## 実施する作業
1. 財産管理の記事について、次の問いに答えよ。
(a) Aの年齢は何歳か。
(b) AとBは年金の他に何で生活しているか。
(c) 記事が引用する著書の出版社はどこか。
2. 財産管理の記事の最後の段落で、「上記の資産の他」にAが有している場合として挙げられている資産をすべて書き出せ。

## ページ抜粋

⁂

(※写真はイメージです/PIXTA)

「財産」とひとえに言っても土地、建物、現金、株式……などさまざまな種類があります。認知症と診断され、そうした財産の管理に支障が生じてしまうと、家族内の混乱を招きかねないため、対策をしておくことが重要です。ただし、ここで注意すべきなのが、財産の種類ごとに対策を検討する必要があるということです。本記事では、実務に精通した弁護士陣による著書『依頼者の争族を防ぐための ケーススタディ遺言・相続の法律実務』(ぎょうせい)より、財産の種類に応じた事前対策について、事例をもとに解説します。

認知症になるのが不安…事前対策をしておきたい

【相談の概要】

A(75歳)は、資産として自宅用土地・建物、収益用土地・建物、現金を有しています。Aには、妻B(70歳)と長男C(45歳)がいます。AとBは、年金の他は、収益用不動産から生じる賃料収入で生活をしています。Cは、AとBの近くに住み、長年、収益用不動産の管理を手伝っていました。

 

Aは、加齢とともに、物忘れも目立ち始め、将来、さらに判断能力が低下したときのことを心配しています。Aが、上記の資産の他、定期預金、畑、上場株式、借地権を有している場合はどうでしょうか。

⁂

## 保存済み項目
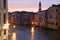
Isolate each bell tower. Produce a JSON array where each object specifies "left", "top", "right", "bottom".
[{"left": 0, "top": 0, "right": 9, "bottom": 40}]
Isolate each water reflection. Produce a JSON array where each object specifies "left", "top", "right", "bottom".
[
  {"left": 12, "top": 32, "right": 16, "bottom": 40},
  {"left": 31, "top": 27, "right": 34, "bottom": 40}
]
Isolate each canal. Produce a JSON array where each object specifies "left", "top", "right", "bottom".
[{"left": 8, "top": 27, "right": 60, "bottom": 40}]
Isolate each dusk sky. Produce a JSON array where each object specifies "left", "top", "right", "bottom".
[{"left": 8, "top": 0, "right": 60, "bottom": 12}]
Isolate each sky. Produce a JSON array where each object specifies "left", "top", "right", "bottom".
[{"left": 8, "top": 0, "right": 60, "bottom": 12}]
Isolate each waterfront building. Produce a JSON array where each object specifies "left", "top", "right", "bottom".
[
  {"left": 0, "top": 0, "right": 9, "bottom": 40},
  {"left": 48, "top": 4, "right": 60, "bottom": 29}
]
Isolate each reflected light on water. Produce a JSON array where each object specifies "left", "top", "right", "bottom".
[
  {"left": 31, "top": 27, "right": 34, "bottom": 40},
  {"left": 12, "top": 32, "right": 16, "bottom": 40}
]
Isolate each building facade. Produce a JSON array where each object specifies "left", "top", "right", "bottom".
[
  {"left": 0, "top": 0, "right": 8, "bottom": 40},
  {"left": 9, "top": 11, "right": 36, "bottom": 26},
  {"left": 48, "top": 4, "right": 60, "bottom": 29}
]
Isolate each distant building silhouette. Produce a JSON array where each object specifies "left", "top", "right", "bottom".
[{"left": 39, "top": 2, "right": 41, "bottom": 12}]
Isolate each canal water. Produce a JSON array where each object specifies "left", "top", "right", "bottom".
[{"left": 8, "top": 28, "right": 60, "bottom": 40}]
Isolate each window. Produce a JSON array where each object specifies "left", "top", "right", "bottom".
[
  {"left": 3, "top": 0, "right": 6, "bottom": 9},
  {"left": 4, "top": 14, "right": 6, "bottom": 24},
  {"left": 4, "top": 29, "right": 6, "bottom": 35}
]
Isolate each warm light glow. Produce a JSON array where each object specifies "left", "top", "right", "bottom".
[
  {"left": 12, "top": 32, "right": 16, "bottom": 40},
  {"left": 31, "top": 27, "right": 34, "bottom": 32},
  {"left": 32, "top": 22, "right": 34, "bottom": 25},
  {"left": 31, "top": 27, "right": 34, "bottom": 40},
  {"left": 3, "top": 23, "right": 9, "bottom": 29},
  {"left": 13, "top": 25, "right": 16, "bottom": 28}
]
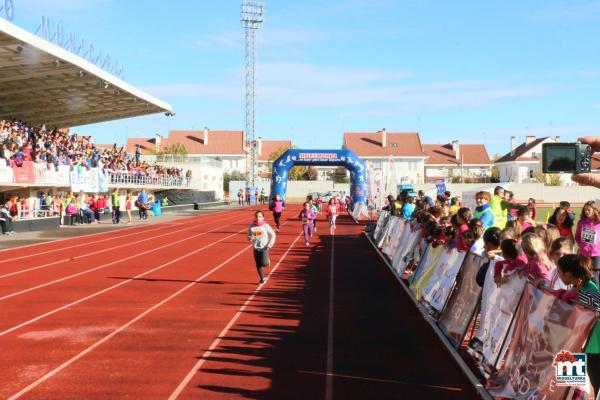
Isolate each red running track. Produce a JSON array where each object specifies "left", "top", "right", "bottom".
[{"left": 0, "top": 205, "right": 477, "bottom": 399}]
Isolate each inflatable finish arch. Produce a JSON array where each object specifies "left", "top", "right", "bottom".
[{"left": 270, "top": 149, "right": 367, "bottom": 205}]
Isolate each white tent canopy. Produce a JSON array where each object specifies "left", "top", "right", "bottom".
[{"left": 0, "top": 19, "right": 171, "bottom": 128}]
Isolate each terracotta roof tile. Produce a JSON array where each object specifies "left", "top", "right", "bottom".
[
  {"left": 258, "top": 140, "right": 292, "bottom": 161},
  {"left": 344, "top": 132, "right": 426, "bottom": 158},
  {"left": 496, "top": 136, "right": 549, "bottom": 163},
  {"left": 423, "top": 143, "right": 491, "bottom": 165}
]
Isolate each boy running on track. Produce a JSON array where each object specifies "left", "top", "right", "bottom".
[
  {"left": 299, "top": 201, "right": 316, "bottom": 246},
  {"left": 326, "top": 199, "right": 338, "bottom": 235},
  {"left": 310, "top": 197, "right": 319, "bottom": 236},
  {"left": 273, "top": 194, "right": 285, "bottom": 232},
  {"left": 248, "top": 211, "right": 275, "bottom": 285}
]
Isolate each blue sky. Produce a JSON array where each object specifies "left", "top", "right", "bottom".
[{"left": 13, "top": 0, "right": 600, "bottom": 156}]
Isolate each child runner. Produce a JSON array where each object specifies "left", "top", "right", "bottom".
[
  {"left": 527, "top": 197, "right": 537, "bottom": 221},
  {"left": 299, "top": 201, "right": 315, "bottom": 246},
  {"left": 273, "top": 194, "right": 285, "bottom": 232},
  {"left": 494, "top": 239, "right": 527, "bottom": 287},
  {"left": 521, "top": 233, "right": 552, "bottom": 283},
  {"left": 556, "top": 254, "right": 600, "bottom": 393},
  {"left": 310, "top": 200, "right": 319, "bottom": 235},
  {"left": 575, "top": 201, "right": 600, "bottom": 286},
  {"left": 550, "top": 237, "right": 573, "bottom": 290},
  {"left": 248, "top": 211, "right": 275, "bottom": 285},
  {"left": 548, "top": 207, "right": 575, "bottom": 243},
  {"left": 517, "top": 207, "right": 534, "bottom": 233},
  {"left": 326, "top": 199, "right": 338, "bottom": 235}
]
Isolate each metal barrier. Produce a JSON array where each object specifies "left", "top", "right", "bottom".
[{"left": 108, "top": 172, "right": 191, "bottom": 187}]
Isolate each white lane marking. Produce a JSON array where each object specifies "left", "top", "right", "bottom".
[
  {"left": 0, "top": 209, "right": 237, "bottom": 279},
  {"left": 325, "top": 235, "right": 335, "bottom": 400},
  {"left": 0, "top": 212, "right": 244, "bottom": 301},
  {"left": 8, "top": 242, "right": 251, "bottom": 400},
  {"left": 0, "top": 228, "right": 246, "bottom": 336},
  {"left": 169, "top": 233, "right": 303, "bottom": 400}
]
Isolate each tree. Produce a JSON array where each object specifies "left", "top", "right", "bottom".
[{"left": 491, "top": 154, "right": 502, "bottom": 182}]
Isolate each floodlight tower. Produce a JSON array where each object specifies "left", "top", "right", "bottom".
[{"left": 241, "top": 0, "right": 265, "bottom": 186}]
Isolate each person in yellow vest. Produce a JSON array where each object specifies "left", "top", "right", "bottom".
[
  {"left": 490, "top": 186, "right": 519, "bottom": 229},
  {"left": 110, "top": 188, "right": 121, "bottom": 224},
  {"left": 473, "top": 191, "right": 495, "bottom": 230}
]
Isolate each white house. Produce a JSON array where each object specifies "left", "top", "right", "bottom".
[
  {"left": 343, "top": 129, "right": 427, "bottom": 185},
  {"left": 423, "top": 140, "right": 492, "bottom": 183},
  {"left": 126, "top": 128, "right": 246, "bottom": 173},
  {"left": 494, "top": 136, "right": 560, "bottom": 183}
]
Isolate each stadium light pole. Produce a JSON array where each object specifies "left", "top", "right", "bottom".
[{"left": 240, "top": 0, "right": 265, "bottom": 187}]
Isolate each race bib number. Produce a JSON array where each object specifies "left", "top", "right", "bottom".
[
  {"left": 581, "top": 228, "right": 597, "bottom": 244},
  {"left": 250, "top": 228, "right": 265, "bottom": 239}
]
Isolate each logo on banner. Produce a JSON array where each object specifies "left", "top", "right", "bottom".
[{"left": 552, "top": 350, "right": 587, "bottom": 386}]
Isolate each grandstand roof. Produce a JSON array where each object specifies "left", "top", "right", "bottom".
[
  {"left": 423, "top": 143, "right": 492, "bottom": 165},
  {"left": 344, "top": 132, "right": 427, "bottom": 158},
  {"left": 0, "top": 18, "right": 171, "bottom": 127}
]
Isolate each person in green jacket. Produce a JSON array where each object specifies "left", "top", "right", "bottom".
[
  {"left": 555, "top": 254, "right": 600, "bottom": 393},
  {"left": 490, "top": 186, "right": 519, "bottom": 229}
]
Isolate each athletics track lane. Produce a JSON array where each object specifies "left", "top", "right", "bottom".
[
  {"left": 166, "top": 212, "right": 478, "bottom": 400},
  {"left": 0, "top": 211, "right": 260, "bottom": 398},
  {"left": 0, "top": 211, "right": 475, "bottom": 399},
  {"left": 0, "top": 208, "right": 245, "bottom": 337}
]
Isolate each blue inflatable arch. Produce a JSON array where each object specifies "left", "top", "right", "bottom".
[{"left": 270, "top": 149, "right": 367, "bottom": 205}]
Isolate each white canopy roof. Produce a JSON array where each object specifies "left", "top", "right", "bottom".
[{"left": 0, "top": 19, "right": 171, "bottom": 128}]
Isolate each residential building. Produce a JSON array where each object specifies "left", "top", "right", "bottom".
[
  {"left": 126, "top": 128, "right": 247, "bottom": 173},
  {"left": 423, "top": 140, "right": 492, "bottom": 183},
  {"left": 494, "top": 135, "right": 560, "bottom": 183},
  {"left": 343, "top": 129, "right": 427, "bottom": 185}
]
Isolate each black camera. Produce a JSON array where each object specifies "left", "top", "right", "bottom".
[{"left": 542, "top": 142, "right": 592, "bottom": 174}]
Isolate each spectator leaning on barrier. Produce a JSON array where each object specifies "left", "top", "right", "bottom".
[
  {"left": 0, "top": 201, "right": 15, "bottom": 235},
  {"left": 110, "top": 188, "right": 121, "bottom": 224},
  {"left": 137, "top": 189, "right": 150, "bottom": 220},
  {"left": 575, "top": 201, "right": 600, "bottom": 285}
]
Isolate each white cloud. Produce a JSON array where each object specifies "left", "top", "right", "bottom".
[{"left": 145, "top": 63, "right": 555, "bottom": 111}]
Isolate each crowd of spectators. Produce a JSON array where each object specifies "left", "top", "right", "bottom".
[
  {"left": 0, "top": 120, "right": 191, "bottom": 184},
  {"left": 384, "top": 186, "right": 600, "bottom": 392}
]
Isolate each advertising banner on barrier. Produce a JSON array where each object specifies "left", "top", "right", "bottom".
[
  {"left": 375, "top": 215, "right": 393, "bottom": 249},
  {"left": 71, "top": 168, "right": 108, "bottom": 193},
  {"left": 0, "top": 165, "right": 14, "bottom": 183},
  {"left": 487, "top": 283, "right": 596, "bottom": 400},
  {"left": 12, "top": 161, "right": 35, "bottom": 184},
  {"left": 438, "top": 254, "right": 483, "bottom": 347},
  {"left": 410, "top": 245, "right": 446, "bottom": 300},
  {"left": 393, "top": 229, "right": 421, "bottom": 276},
  {"left": 391, "top": 221, "right": 412, "bottom": 271},
  {"left": 382, "top": 217, "right": 405, "bottom": 260},
  {"left": 423, "top": 249, "right": 468, "bottom": 311},
  {"left": 475, "top": 260, "right": 527, "bottom": 372},
  {"left": 373, "top": 211, "right": 389, "bottom": 241}
]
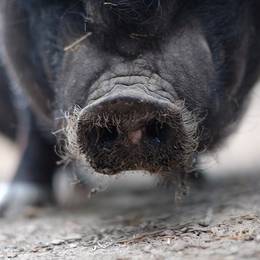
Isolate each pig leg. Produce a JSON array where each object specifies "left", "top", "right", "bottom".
[{"left": 0, "top": 112, "right": 58, "bottom": 215}]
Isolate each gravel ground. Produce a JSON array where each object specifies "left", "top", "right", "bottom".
[{"left": 0, "top": 84, "right": 260, "bottom": 260}]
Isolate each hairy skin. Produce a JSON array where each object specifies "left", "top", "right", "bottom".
[{"left": 0, "top": 0, "right": 260, "bottom": 214}]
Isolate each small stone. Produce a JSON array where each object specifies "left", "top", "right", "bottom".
[{"left": 51, "top": 239, "right": 65, "bottom": 246}]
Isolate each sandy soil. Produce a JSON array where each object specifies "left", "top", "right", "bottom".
[{"left": 0, "top": 84, "right": 260, "bottom": 260}]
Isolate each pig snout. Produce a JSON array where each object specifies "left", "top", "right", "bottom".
[{"left": 73, "top": 88, "right": 197, "bottom": 175}]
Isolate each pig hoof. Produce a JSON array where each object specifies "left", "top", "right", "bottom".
[{"left": 0, "top": 182, "right": 52, "bottom": 217}]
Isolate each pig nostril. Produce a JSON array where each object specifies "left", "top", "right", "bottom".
[
  {"left": 146, "top": 120, "right": 170, "bottom": 144},
  {"left": 99, "top": 127, "right": 118, "bottom": 144}
]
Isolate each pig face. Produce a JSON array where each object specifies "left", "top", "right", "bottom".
[{"left": 1, "top": 0, "right": 255, "bottom": 174}]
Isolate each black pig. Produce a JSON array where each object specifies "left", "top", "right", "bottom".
[{"left": 0, "top": 0, "right": 260, "bottom": 213}]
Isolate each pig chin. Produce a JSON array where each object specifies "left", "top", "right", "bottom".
[{"left": 64, "top": 77, "right": 197, "bottom": 175}]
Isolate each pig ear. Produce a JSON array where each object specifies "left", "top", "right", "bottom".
[{"left": 0, "top": 0, "right": 54, "bottom": 126}]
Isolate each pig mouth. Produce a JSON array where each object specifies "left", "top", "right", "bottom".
[{"left": 76, "top": 96, "right": 197, "bottom": 175}]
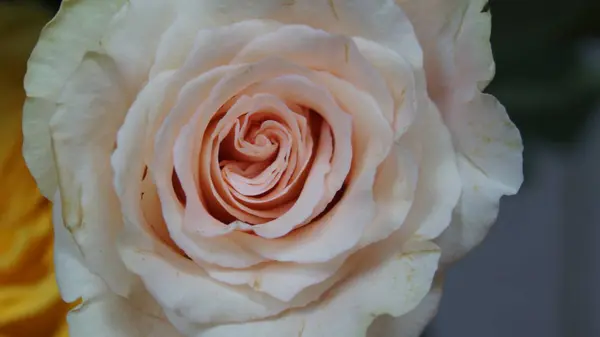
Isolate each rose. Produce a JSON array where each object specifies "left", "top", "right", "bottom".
[{"left": 24, "top": 0, "right": 522, "bottom": 337}]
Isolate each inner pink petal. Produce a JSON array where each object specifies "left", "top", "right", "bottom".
[{"left": 201, "top": 94, "right": 314, "bottom": 224}]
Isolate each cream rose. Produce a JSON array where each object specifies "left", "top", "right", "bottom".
[{"left": 24, "top": 0, "right": 522, "bottom": 337}]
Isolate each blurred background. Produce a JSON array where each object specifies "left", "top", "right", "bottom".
[{"left": 0, "top": 0, "right": 600, "bottom": 337}]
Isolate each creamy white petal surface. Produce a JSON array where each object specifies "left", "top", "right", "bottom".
[{"left": 24, "top": 0, "right": 522, "bottom": 337}]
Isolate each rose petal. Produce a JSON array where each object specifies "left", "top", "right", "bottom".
[
  {"left": 181, "top": 0, "right": 423, "bottom": 65},
  {"left": 180, "top": 241, "right": 439, "bottom": 337},
  {"left": 23, "top": 0, "right": 125, "bottom": 199},
  {"left": 54, "top": 193, "right": 181, "bottom": 337},
  {"left": 50, "top": 53, "right": 132, "bottom": 296},
  {"left": 367, "top": 276, "right": 442, "bottom": 337},
  {"left": 229, "top": 73, "right": 393, "bottom": 263},
  {"left": 100, "top": 0, "right": 175, "bottom": 91},
  {"left": 232, "top": 25, "right": 394, "bottom": 121},
  {"left": 399, "top": 0, "right": 523, "bottom": 263}
]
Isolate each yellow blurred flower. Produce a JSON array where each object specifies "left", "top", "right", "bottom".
[{"left": 0, "top": 2, "right": 68, "bottom": 337}]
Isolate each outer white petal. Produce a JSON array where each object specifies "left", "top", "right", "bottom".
[
  {"left": 397, "top": 0, "right": 523, "bottom": 262},
  {"left": 23, "top": 0, "right": 125, "bottom": 198},
  {"left": 367, "top": 277, "right": 442, "bottom": 337},
  {"left": 50, "top": 53, "right": 133, "bottom": 296},
  {"left": 54, "top": 194, "right": 181, "bottom": 337},
  {"left": 181, "top": 0, "right": 422, "bottom": 65}
]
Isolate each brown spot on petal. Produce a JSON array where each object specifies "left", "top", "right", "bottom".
[{"left": 171, "top": 170, "right": 187, "bottom": 206}]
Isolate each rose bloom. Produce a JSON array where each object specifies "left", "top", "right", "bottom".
[{"left": 24, "top": 0, "right": 522, "bottom": 337}]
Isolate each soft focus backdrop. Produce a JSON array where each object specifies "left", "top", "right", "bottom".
[{"left": 0, "top": 0, "right": 600, "bottom": 337}]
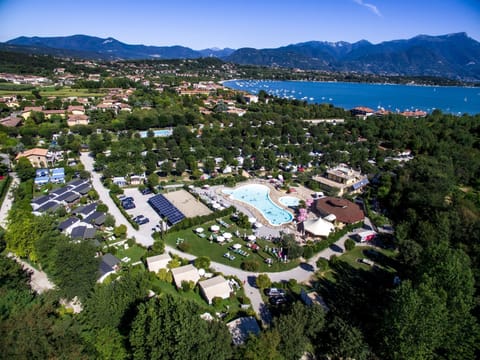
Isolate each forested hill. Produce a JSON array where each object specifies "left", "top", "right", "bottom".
[
  {"left": 227, "top": 33, "right": 480, "bottom": 80},
  {"left": 0, "top": 33, "right": 480, "bottom": 81}
]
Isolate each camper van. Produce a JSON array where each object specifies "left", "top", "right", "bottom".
[{"left": 355, "top": 230, "right": 377, "bottom": 242}]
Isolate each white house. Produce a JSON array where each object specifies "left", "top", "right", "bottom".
[
  {"left": 171, "top": 264, "right": 200, "bottom": 288},
  {"left": 198, "top": 275, "right": 232, "bottom": 304},
  {"left": 147, "top": 253, "right": 172, "bottom": 273}
]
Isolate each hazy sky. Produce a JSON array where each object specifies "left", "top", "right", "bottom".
[{"left": 0, "top": 0, "right": 480, "bottom": 49}]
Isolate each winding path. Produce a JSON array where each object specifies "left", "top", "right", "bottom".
[
  {"left": 80, "top": 152, "right": 351, "bottom": 323},
  {"left": 0, "top": 172, "right": 18, "bottom": 228}
]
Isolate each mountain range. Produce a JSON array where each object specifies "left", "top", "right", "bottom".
[{"left": 0, "top": 33, "right": 480, "bottom": 81}]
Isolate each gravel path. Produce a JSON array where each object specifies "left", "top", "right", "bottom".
[
  {"left": 0, "top": 173, "right": 18, "bottom": 228},
  {"left": 80, "top": 153, "right": 362, "bottom": 324}
]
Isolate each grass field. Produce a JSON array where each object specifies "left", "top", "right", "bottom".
[
  {"left": 166, "top": 222, "right": 299, "bottom": 272},
  {"left": 339, "top": 245, "right": 395, "bottom": 272},
  {"left": 115, "top": 245, "right": 147, "bottom": 264},
  {"left": 0, "top": 88, "right": 106, "bottom": 97}
]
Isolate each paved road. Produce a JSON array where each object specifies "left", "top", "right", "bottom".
[
  {"left": 0, "top": 173, "right": 18, "bottom": 228},
  {"left": 80, "top": 152, "right": 153, "bottom": 247},
  {"left": 8, "top": 253, "right": 55, "bottom": 294},
  {"left": 80, "top": 153, "right": 364, "bottom": 323}
]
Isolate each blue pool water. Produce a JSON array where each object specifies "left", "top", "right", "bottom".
[
  {"left": 140, "top": 129, "right": 173, "bottom": 138},
  {"left": 278, "top": 196, "right": 300, "bottom": 207},
  {"left": 223, "top": 80, "right": 480, "bottom": 115},
  {"left": 223, "top": 184, "right": 293, "bottom": 226}
]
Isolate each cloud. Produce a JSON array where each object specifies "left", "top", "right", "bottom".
[{"left": 353, "top": 0, "right": 382, "bottom": 17}]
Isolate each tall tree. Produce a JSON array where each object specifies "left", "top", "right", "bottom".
[{"left": 130, "top": 295, "right": 231, "bottom": 360}]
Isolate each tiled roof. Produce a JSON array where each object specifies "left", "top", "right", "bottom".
[{"left": 315, "top": 196, "right": 365, "bottom": 224}]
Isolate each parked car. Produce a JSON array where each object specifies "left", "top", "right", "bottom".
[
  {"left": 268, "top": 296, "right": 287, "bottom": 305},
  {"left": 137, "top": 217, "right": 150, "bottom": 225},
  {"left": 122, "top": 201, "right": 135, "bottom": 210},
  {"left": 265, "top": 288, "right": 286, "bottom": 296}
]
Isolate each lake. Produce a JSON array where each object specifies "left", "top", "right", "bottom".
[{"left": 223, "top": 80, "right": 480, "bottom": 114}]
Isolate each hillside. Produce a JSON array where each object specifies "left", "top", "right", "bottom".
[{"left": 0, "top": 33, "right": 480, "bottom": 81}]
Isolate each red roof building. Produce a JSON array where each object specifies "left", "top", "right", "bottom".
[{"left": 315, "top": 196, "right": 365, "bottom": 224}]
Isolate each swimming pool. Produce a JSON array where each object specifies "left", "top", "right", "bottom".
[
  {"left": 140, "top": 129, "right": 173, "bottom": 138},
  {"left": 223, "top": 184, "right": 293, "bottom": 226},
  {"left": 278, "top": 196, "right": 300, "bottom": 207}
]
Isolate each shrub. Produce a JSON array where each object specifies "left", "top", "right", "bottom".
[
  {"left": 303, "top": 246, "right": 313, "bottom": 259},
  {"left": 177, "top": 241, "right": 190, "bottom": 252},
  {"left": 195, "top": 256, "right": 210, "bottom": 269},
  {"left": 212, "top": 296, "right": 222, "bottom": 308},
  {"left": 345, "top": 238, "right": 355, "bottom": 251},
  {"left": 317, "top": 258, "right": 329, "bottom": 271},
  {"left": 255, "top": 274, "right": 272, "bottom": 289},
  {"left": 240, "top": 260, "right": 260, "bottom": 272}
]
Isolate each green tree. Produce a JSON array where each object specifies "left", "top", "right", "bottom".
[
  {"left": 15, "top": 157, "right": 35, "bottom": 181},
  {"left": 243, "top": 330, "right": 284, "bottom": 360},
  {"left": 384, "top": 280, "right": 447, "bottom": 359},
  {"left": 52, "top": 242, "right": 100, "bottom": 300},
  {"left": 194, "top": 256, "right": 210, "bottom": 270},
  {"left": 273, "top": 302, "right": 324, "bottom": 360},
  {"left": 129, "top": 295, "right": 232, "bottom": 360},
  {"left": 345, "top": 238, "right": 355, "bottom": 251},
  {"left": 316, "top": 316, "right": 370, "bottom": 360},
  {"left": 255, "top": 274, "right": 272, "bottom": 289}
]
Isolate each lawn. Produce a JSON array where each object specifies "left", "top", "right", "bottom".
[
  {"left": 339, "top": 245, "right": 396, "bottom": 272},
  {"left": 0, "top": 88, "right": 106, "bottom": 97},
  {"left": 152, "top": 277, "right": 253, "bottom": 321},
  {"left": 166, "top": 222, "right": 299, "bottom": 272},
  {"left": 115, "top": 245, "right": 147, "bottom": 264}
]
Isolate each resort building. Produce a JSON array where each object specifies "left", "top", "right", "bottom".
[
  {"left": 67, "top": 114, "right": 89, "bottom": 126},
  {"left": 314, "top": 196, "right": 365, "bottom": 224},
  {"left": 303, "top": 218, "right": 335, "bottom": 237},
  {"left": 147, "top": 253, "right": 172, "bottom": 273},
  {"left": 312, "top": 164, "right": 368, "bottom": 196},
  {"left": 15, "top": 148, "right": 48, "bottom": 168},
  {"left": 227, "top": 316, "right": 260, "bottom": 345},
  {"left": 171, "top": 264, "right": 200, "bottom": 289},
  {"left": 198, "top": 275, "right": 232, "bottom": 304}
]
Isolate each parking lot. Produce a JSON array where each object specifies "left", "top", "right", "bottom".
[{"left": 124, "top": 188, "right": 160, "bottom": 229}]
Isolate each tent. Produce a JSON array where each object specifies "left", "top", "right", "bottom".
[{"left": 303, "top": 218, "right": 335, "bottom": 237}]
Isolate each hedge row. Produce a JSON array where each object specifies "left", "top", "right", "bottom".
[
  {"left": 168, "top": 206, "right": 235, "bottom": 232},
  {"left": 304, "top": 222, "right": 363, "bottom": 254},
  {"left": 108, "top": 190, "right": 140, "bottom": 230},
  {"left": 0, "top": 175, "right": 12, "bottom": 208}
]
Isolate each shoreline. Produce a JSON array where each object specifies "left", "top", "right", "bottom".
[{"left": 222, "top": 79, "right": 480, "bottom": 116}]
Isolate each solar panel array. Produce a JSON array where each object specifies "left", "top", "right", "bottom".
[{"left": 148, "top": 194, "right": 185, "bottom": 225}]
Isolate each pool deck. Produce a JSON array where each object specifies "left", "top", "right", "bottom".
[{"left": 214, "top": 179, "right": 312, "bottom": 231}]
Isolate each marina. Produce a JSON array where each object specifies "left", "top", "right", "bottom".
[{"left": 223, "top": 80, "right": 480, "bottom": 115}]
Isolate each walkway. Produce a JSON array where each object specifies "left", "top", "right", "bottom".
[
  {"left": 0, "top": 172, "right": 18, "bottom": 228},
  {"left": 80, "top": 152, "right": 153, "bottom": 247},
  {"left": 8, "top": 253, "right": 55, "bottom": 294},
  {"left": 80, "top": 153, "right": 360, "bottom": 324}
]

⁂

## 作業の結果
1.
(a) 75歳
(b) 収益用不動産から生じる賃料収入
(c) ぎょうせい

2. 定期預金、畑、上場株式、借地権